Exercise goal: Reproduce the listing below without any change.

(Point-based annotation data)
※
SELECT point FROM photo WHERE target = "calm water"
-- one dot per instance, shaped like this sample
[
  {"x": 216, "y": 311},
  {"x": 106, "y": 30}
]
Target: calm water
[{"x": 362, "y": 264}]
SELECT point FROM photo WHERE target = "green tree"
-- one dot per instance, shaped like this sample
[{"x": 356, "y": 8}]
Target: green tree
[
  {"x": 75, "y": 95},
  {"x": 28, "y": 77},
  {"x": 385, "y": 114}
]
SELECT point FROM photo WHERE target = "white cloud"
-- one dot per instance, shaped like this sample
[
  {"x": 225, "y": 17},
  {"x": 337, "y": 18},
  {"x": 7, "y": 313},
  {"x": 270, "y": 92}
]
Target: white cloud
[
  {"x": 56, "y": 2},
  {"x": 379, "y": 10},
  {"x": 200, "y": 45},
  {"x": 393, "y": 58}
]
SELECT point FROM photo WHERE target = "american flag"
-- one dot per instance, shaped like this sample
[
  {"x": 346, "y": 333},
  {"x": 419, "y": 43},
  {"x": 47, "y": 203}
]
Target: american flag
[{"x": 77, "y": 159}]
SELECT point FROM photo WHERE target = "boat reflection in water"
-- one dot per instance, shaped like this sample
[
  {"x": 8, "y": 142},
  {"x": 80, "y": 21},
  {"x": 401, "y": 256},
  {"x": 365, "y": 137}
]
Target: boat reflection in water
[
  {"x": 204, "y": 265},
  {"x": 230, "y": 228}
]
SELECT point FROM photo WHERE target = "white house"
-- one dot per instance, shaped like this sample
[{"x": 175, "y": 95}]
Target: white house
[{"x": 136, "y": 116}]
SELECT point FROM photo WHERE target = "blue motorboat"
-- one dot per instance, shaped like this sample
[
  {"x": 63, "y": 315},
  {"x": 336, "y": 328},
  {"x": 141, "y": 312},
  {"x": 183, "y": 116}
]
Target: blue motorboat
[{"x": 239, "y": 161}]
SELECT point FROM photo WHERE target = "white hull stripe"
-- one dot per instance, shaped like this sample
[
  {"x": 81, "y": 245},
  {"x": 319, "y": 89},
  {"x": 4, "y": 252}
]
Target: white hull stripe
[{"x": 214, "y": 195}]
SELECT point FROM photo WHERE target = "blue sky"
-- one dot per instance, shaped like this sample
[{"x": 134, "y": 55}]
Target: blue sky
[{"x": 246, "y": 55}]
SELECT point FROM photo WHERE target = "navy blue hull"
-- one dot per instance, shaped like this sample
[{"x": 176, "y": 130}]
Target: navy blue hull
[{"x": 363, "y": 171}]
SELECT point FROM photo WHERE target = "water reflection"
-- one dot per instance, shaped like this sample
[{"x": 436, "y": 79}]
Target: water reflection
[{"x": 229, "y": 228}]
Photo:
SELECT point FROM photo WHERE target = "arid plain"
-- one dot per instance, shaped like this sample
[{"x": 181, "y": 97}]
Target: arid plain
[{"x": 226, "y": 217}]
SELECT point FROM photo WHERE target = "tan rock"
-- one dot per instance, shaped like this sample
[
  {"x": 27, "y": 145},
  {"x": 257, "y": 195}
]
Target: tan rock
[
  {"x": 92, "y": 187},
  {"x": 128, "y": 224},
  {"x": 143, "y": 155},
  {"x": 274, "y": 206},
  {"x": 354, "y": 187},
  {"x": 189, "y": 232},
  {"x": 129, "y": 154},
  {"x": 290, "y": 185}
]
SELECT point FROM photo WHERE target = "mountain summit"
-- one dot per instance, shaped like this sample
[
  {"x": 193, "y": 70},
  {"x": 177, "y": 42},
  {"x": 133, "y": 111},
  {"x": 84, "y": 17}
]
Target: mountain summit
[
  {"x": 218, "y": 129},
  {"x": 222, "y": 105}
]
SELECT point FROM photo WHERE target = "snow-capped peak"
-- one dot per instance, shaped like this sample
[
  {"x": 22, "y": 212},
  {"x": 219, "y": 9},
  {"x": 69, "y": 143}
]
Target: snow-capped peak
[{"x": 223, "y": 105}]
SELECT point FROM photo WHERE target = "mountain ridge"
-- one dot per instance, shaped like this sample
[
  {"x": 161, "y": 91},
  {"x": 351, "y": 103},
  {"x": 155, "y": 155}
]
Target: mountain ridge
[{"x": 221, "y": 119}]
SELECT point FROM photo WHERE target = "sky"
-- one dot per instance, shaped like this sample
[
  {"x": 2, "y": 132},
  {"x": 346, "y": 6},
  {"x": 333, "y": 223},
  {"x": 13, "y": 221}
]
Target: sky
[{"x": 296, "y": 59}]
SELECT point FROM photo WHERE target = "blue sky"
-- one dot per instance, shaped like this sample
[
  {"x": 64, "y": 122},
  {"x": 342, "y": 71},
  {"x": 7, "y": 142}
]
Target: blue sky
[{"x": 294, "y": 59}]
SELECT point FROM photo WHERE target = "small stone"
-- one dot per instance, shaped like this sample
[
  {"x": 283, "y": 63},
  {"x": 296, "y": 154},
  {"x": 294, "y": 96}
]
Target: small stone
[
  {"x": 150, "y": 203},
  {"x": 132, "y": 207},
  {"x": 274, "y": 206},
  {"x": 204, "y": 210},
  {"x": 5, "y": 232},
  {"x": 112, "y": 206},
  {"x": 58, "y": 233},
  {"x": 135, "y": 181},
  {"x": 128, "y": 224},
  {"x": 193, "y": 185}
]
※
Answer:
SELECT point FROM photo WHERE target = "calm water"
-- one dot per instance, shaped like this sample
[
  {"x": 216, "y": 311},
  {"x": 106, "y": 30}
]
Target: calm water
[{"x": 362, "y": 264}]
SELECT point FROM photo WHERE target = "green tree"
-- one dot per instance, shaped like this sample
[{"x": 356, "y": 8}]
Target: green tree
[
  {"x": 75, "y": 95},
  {"x": 28, "y": 77},
  {"x": 385, "y": 114}
]
SELECT point FROM photo WHERE target = "white cloud"
-- one dot per instance, shaped like this sample
[
  {"x": 225, "y": 17},
  {"x": 337, "y": 18},
  {"x": 7, "y": 313},
  {"x": 270, "y": 92}
]
Target: white cloud
[
  {"x": 56, "y": 2},
  {"x": 379, "y": 10},
  {"x": 200, "y": 45},
  {"x": 393, "y": 58}
]
SELECT point FROM photo WHERE target = "american flag"
-- one dot per instance, shaped like this sample
[
  {"x": 346, "y": 333},
  {"x": 419, "y": 43},
  {"x": 47, "y": 203}
]
Target: american flag
[{"x": 77, "y": 159}]
SELECT point FROM photo WHERE target = "boat reflection in water"
-- one dot per instance, shaped like this sample
[
  {"x": 8, "y": 142},
  {"x": 80, "y": 21},
  {"x": 401, "y": 256},
  {"x": 365, "y": 137}
]
Target: boat reflection in water
[
  {"x": 204, "y": 265},
  {"x": 230, "y": 228}
]
SELECT point FROM photo WHERE target = "white house"
-- one dot per instance, shaped like this sample
[{"x": 175, "y": 95}]
Target: white house
[{"x": 136, "y": 116}]
SELECT point FROM photo WHERE target = "blue motorboat"
-- one dot per instance, shaped like this sample
[
  {"x": 63, "y": 315},
  {"x": 336, "y": 328},
  {"x": 141, "y": 312},
  {"x": 183, "y": 116}
]
Target: blue motorboat
[{"x": 239, "y": 161}]
SELECT point FROM photo WHERE target = "white hull stripe"
-- one dot per instance, shaped like this sample
[
  {"x": 81, "y": 245},
  {"x": 319, "y": 89},
  {"x": 4, "y": 252}
]
Target: white hull stripe
[{"x": 214, "y": 195}]
SELECT point FROM photo WHERE target = "blue sky"
-- one dot per instance, shaped like this sample
[{"x": 134, "y": 55}]
Target: blue sky
[{"x": 246, "y": 55}]
SELECT point FROM photo WHERE target = "navy blue hull"
-- one dot per instance, shaped like this sample
[{"x": 176, "y": 130}]
Target: navy blue hull
[{"x": 363, "y": 171}]
SELECT point FROM photo WHERE target = "water reflection"
-- one dot per instance, shaped like this sample
[{"x": 436, "y": 79}]
Target: water reflection
[{"x": 229, "y": 228}]
Photo:
SELECT point FROM photo WHERE target = "arid plain"
-- one dot per instance, shaped like this sample
[{"x": 181, "y": 97}]
Target: arid plain
[{"x": 226, "y": 217}]
SELECT point FROM photo WHERE target = "tan rock"
-- one dot per instance, shaped like this sample
[
  {"x": 27, "y": 145},
  {"x": 257, "y": 195}
]
Target: tan rock
[
  {"x": 92, "y": 187},
  {"x": 128, "y": 224},
  {"x": 143, "y": 155},
  {"x": 274, "y": 206},
  {"x": 354, "y": 187},
  {"x": 189, "y": 232},
  {"x": 129, "y": 154},
  {"x": 290, "y": 185}
]
SELECT point FROM photo WHERE target = "mountain summit"
-- one dot per instance, shaped like this sample
[
  {"x": 193, "y": 70},
  {"x": 177, "y": 42},
  {"x": 133, "y": 111},
  {"x": 84, "y": 17}
]
Target: mountain summit
[
  {"x": 218, "y": 129},
  {"x": 222, "y": 105}
]
SELECT point FROM photo WHERE target = "snow-capped peak"
-- one dot per instance, shaped like this sample
[
  {"x": 22, "y": 212},
  {"x": 219, "y": 9},
  {"x": 69, "y": 143}
]
Target: snow-capped peak
[{"x": 223, "y": 105}]
SELECT point FROM photo WHERE target = "mountain ridge"
-- one dot per instance, shaped like this sample
[
  {"x": 161, "y": 91},
  {"x": 351, "y": 103},
  {"x": 155, "y": 155}
]
Target: mountain ridge
[{"x": 221, "y": 119}]
SELECT point FROM photo WHERE target = "sky"
-- one dot per instance, shaped like this sample
[
  {"x": 2, "y": 132},
  {"x": 346, "y": 6},
  {"x": 333, "y": 223},
  {"x": 13, "y": 221}
]
Target: sky
[{"x": 296, "y": 59}]
SELECT point FROM photo WHERE target = "blue sky"
-- one dot per instance, shaped like this sample
[
  {"x": 64, "y": 122},
  {"x": 342, "y": 71},
  {"x": 7, "y": 142}
]
Target: blue sky
[{"x": 294, "y": 59}]
SELECT point FROM photo WHERE target = "small stone"
-- one dot per instance, shaped like this sample
[
  {"x": 283, "y": 63},
  {"x": 296, "y": 154},
  {"x": 294, "y": 96}
]
Target: small stone
[
  {"x": 150, "y": 203},
  {"x": 132, "y": 207},
  {"x": 274, "y": 206},
  {"x": 204, "y": 210},
  {"x": 5, "y": 232},
  {"x": 112, "y": 206},
  {"x": 58, "y": 233},
  {"x": 135, "y": 181},
  {"x": 128, "y": 224},
  {"x": 193, "y": 185}
]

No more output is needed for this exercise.